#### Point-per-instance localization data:
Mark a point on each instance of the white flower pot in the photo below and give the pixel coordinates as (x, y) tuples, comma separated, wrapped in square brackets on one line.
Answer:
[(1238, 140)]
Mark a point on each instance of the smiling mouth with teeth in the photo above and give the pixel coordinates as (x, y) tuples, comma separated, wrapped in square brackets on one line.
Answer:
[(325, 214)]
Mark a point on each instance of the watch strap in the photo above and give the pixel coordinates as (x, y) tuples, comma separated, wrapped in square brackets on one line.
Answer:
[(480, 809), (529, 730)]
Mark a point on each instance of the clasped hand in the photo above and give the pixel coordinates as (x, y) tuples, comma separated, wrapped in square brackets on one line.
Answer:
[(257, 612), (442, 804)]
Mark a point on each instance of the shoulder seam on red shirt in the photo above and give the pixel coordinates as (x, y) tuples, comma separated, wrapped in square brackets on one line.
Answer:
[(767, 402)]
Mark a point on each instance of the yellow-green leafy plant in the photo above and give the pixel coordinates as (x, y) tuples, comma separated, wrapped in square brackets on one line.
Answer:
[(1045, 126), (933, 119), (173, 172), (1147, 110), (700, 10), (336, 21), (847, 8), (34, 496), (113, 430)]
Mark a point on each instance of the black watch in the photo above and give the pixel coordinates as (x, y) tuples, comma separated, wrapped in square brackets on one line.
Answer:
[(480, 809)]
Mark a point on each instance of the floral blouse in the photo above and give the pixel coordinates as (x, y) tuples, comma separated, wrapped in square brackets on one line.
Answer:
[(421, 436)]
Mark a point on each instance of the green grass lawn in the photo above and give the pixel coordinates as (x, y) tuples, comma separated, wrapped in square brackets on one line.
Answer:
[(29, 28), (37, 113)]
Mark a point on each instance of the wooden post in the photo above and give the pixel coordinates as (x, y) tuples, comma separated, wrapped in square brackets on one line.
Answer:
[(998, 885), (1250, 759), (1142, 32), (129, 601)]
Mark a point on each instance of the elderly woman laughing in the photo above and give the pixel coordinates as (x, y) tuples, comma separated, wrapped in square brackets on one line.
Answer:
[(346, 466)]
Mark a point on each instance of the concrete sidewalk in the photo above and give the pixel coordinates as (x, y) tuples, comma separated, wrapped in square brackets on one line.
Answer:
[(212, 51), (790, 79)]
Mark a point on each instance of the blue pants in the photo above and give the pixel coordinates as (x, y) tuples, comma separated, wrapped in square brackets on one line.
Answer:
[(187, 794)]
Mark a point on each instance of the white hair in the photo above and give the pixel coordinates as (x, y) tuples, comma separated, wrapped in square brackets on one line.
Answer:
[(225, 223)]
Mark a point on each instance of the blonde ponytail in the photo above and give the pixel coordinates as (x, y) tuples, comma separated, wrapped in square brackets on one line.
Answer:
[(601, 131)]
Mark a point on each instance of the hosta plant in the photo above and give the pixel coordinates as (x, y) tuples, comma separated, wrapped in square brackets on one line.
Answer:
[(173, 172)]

#### What is expected:
The data above should be copied exactly, with no line omitted.

#### Your response:
Mark a point on each instance of the white flower pot in the photo below and give the pixel coordinates as (x, y) tuples, comma separated, wrapped in square brackets on one line.
Answer:
[(1238, 140)]
Mark a point on each instance of the smiling mouth with teeth in the photo above and give the pixel coordinates as (x, y) tuples, comma separated, wrapped in square brackets on one line.
Answer:
[(325, 214)]
Mark a point on each instance of the watch strap in the photo above and give the pixel coordinates as (x, y) tuples, comma separated, wrapped in square brackets on one line.
Answer:
[(480, 809), (529, 730)]
Mark a point on each instance of the clasped hand in the photo above and give the pixel coordinates as (x, y) tuples, comma separated, wrapped in square brackets on one line.
Answer:
[(257, 612), (442, 804)]
Mark a point on each instance of the shoulder seam on red shirt in the photo above and give the pixel coordinates as (x, y) tuples, comma separated, wrapped in square brackets on one line.
Answer:
[(767, 402)]
Mark a point on each instance of the yellow-green leafy plant in the photo above and give the pixel coordinates as (x, y) tuples, comma separated, wrapped in square brackets on one line.
Answer:
[(1045, 126), (933, 119), (173, 172), (1147, 110), (700, 10), (336, 21), (847, 8), (34, 496), (113, 430)]
Mark a point on each instance of the black watch in the photo above and give the pixel coordinates as (x, y) tuples, comma separated, wrapped in square brackets on one line.
Answer:
[(480, 809)]
Mark a point on each instance of the floral blouse in the photo above and give the pixel coordinates as (x, y) tuples, comma separated, wrapped in square brackets on one line.
Answer:
[(421, 436)]
Mark a point on each instance of the green grass lawn in the photo above and give the pixel coordinates as (x, y) tuples, comma separated, wrapped in square brackets on one line.
Answer:
[(29, 28), (37, 113)]
Mark a point on each instance of the wooden post in the photo above and give the pixel coordinates as (x, y) tuples, comma separated, wrapped in square brackets on one line.
Answer:
[(998, 885), (1250, 759), (1142, 32), (129, 601)]
Mark a point on each instance of the elderly woman laughing in the photo above and give the pixel coordinates as (x, y) tuples, comma separated, wrapped in square brackets on one line.
Answer:
[(346, 466)]
Mark a point on each instance of the concrete sidewalk in the photo above and give the pixel coordinates as (x, y) tuples, comma separated, wrapped in square brackets on one line.
Answer:
[(212, 51), (790, 79)]
Mark a point on each instance of the blue pants in the photo above and give the pixel coordinates as (x, y) tuples, comma separated, wrapped in square brackets on one line.
Answer:
[(187, 794)]
Mark a point on each instance of the white hair in the photo above and give the pixel coordinates as (x, y) tuples, comma separated, wrapped in square brackets on one line.
Answer:
[(225, 223)]
Mark a point on each instance of the blonde ponytail in the photo above and give the pixel coordinates as (x, y) tuples, comma separated, wrapped in square brackets on one line.
Answer:
[(601, 131)]
Mark a point on each instance of the hosta plant in the photo above and give the pixel coordinates as (x, y) tuples, comma separated, wrapped in square brackets on one line.
Answer:
[(173, 172)]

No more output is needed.